*** PROVIDED PASSAGE ***
PKU-YuanGroup / LanguageBind

【ICLR 2024🔥】 Extending Video-Language Pretraining to N-modality by Language-based Semantic Alignment
https://arxiv.org/abs/2310.01852
MIT License
549 stars 44 forks source link

confusion about VIDAL-10M video-text data #44

Open wli333 opened 2 months ago

wli333 commented 2 months ago

Thanks for your effort pushing MLLM into the next stage. Recently, I want to follow your work, and download VIDAL-10M video-text data id2title_folder_raw_ofa_mplug_gpt_sound10076613.json.

I found it contain around 10M video-text, I have following question wish you could give me some hints.

  1. what's the difference between this 10M video-text and 3M video-text mentioned in your ICLR paper.
  2. Regarding to this 10M video-text, I found many video's raw(including title and hashtag) contains some words like youtube, shorts. Take youtube ID LbxMRY4_W10 for example, its raw is I kicked this ball higher than Ja Morant can jump! #shorts #youtubeshorts #youtube #shortclips. But in your paper, you mention "we removed irrelevant words and hashtags, such as ”youtube”, ”fyp”, ”shorts”, etc".

Thanks in advance.
*** COLLECTED MATERIAL ***
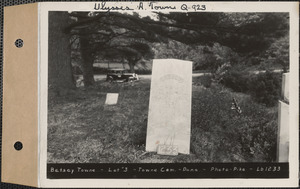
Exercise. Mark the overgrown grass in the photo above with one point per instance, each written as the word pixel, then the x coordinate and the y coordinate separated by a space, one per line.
***
→ **TASK PROMPT**:
Reproduce the LanguageBind issue thread word for word, starting at "I found it contain" and ending after "your ICLR paper.".

→ **REPLY TO THE TASK**:
I found it contain around 10M video-text, I have following question wish you could give me some hints.

  1. what's the difference between this 10M video-text and 3M video-text mentioned in your ICLR paper.